Document extract:
┄┄┄┄┄┄┄┄┄┄

This study exploits a design feature of the English testing system to address such concerns. The age-11 “Key Stage 2” tests—administered at the national level and a central plank in student and school assessment—take place over five days in the second week of May each year. The results of these tests are then released in mid-July. The short window between May and July allows me to address the issue of mean reversion: Schools failed in June are failed after the test in May but before the inspectors know the outcome of the tests. Thus the May test outcome for these schools is not affected by the subsequent fail but neither do inspectors select them for failure on the basis of this outcome. See Figure 2 for an example timeline for the year 2005–2006.
This insight enables me to identify credible causal estimates of the short-term effects of a fail inspection. Taking the year 2005–2006 as an example, the question addressed is: For schools failed in September 2005, what is the effect of the fail inspection on May 2006 test scores?
The evaluation is undertaken by comparing outcomes for schools inspected early in the academic year, September—the treatment group—with schools inspected in June, the control group.26 Schools failed in September have had almost a whole academic year to respond to the fail treatment. The identification problem, that the counterfactual outcome for schools failed in September is not observed, is solved via comparisons with June failed schools. The details of these comparisons are described below (potential remaining threats to the identification strategy are addressed in the robustness section below).

┄┄┄┄┄┄┄┄┄┄

Material provided:

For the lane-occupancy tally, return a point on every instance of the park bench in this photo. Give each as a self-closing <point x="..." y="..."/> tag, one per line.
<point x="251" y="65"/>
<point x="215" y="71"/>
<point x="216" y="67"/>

┄┄┄┄┄┄┄┄┄┄

Actions to take:
[1] Decide whether each statement agrees with the excerpt on failed school inspections. For each, answer yes or no and quote the deciding words of the excerpt.
(a) The Key Stage 2 tests are held over five days in the second week of May.
(b) The results of the Key Stage 2 tests are released in mid-June.
(c) Schools inspected in June make up the treatment group.
[2] Extend the excerpt on failed school inspections, starting after its final sentence.
The material above is separate from the excerpt on failed school inspections.

The results:
[1]
(a) Yes: "take place over five days in the second week of May each year."
(b) No: "The results of these tests are then released in mid-July."
(c) No: "with schools inspected in June, the control group."

[2]
A. Descriptive Statistics
A key question is why some schools are inspected earlier in the year than others. The descriptive analysis in Table 1 helps shed light on this question. This table shows mean characteristics for primary schools inspected and failed in England in the four years 2005–2006 to 2008–2009.27 For each year, the first two columns show means for schools failed early in the academic year (September to November28) and those failed late in the year (from mid-May, after the Key Stage 2 test, to mid-July, before the release of test score results). The former category of schools are the “treatment” group and the latter the “control” group. The first row simply shows the mean of the month of inspection. Given the selection rules for the analysis, these are simply June (between 6.1 and 6.2) and October (between 10.1 and 10.2) for the control and treatment groups, respectively.
The second row, which shows the year of the previous inspection, offers an explanation why some schools are inspected early in the year and others later on. For example, for schools failed in 2005–2006 the first two columns show that the mean year of inspection for late inspected schools is 2000.6; for early inspected schools it is 2000.1.29 This suggests that schools inspected slightly earlier in the previous inspection round are also inspected slightly earlier in 2005–2006. Table 1 shows that this pattern is typical across the different years. Thus Table 1 demonstrates that over the period relevant to this study, the timing of inspections within a given year is related to the timing of the previous inspection and is unrelated to characteristics of the school such as recent test score performance or the socioeconomic makeup of the student body.30
The third, fourth, and fifth rows report the proportion of students receiving a free school meal (lunch), the proportion of students who are white British, and the school’s inspection rating from the previous inspection round. The table demonstrates that for each of the four inspection years the differences in means between the treatment and control schools are small and are statistically insignificant. (The only exception is the previous inspection rating for the year 2008–2009.)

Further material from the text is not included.